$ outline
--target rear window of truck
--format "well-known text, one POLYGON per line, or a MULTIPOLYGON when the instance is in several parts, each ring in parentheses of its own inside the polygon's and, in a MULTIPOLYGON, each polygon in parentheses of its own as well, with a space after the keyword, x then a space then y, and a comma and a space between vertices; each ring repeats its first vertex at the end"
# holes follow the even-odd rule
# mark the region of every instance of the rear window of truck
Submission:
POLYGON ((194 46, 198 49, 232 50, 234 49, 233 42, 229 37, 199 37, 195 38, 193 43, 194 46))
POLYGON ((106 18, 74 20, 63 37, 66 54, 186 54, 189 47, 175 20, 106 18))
● ● ● ●
* Goal
Please reproduce the listing above line for line, with no changes.

* Task solution
$ outline
--target rear window of truck
--format "well-known text, one POLYGON per line, or a MULTIPOLYGON when the instance is in several parts, each ring in parentheses of its own inside the polygon's and, in a MULTIPOLYGON, each polygon in parentheses of its own as well, with a space after the keyword, x then a space then y, and a comma and a space between vertices; each ring repeats its first vertex at the end"
# holes follow the even-odd rule
# mark the region of every instance of the rear window of truck
Submission:
POLYGON ((194 46, 198 49, 232 50, 234 49, 233 42, 229 37, 199 37, 195 38, 193 43, 194 46))
POLYGON ((106 18, 74 20, 63 37, 66 54, 186 54, 189 47, 175 20, 106 18))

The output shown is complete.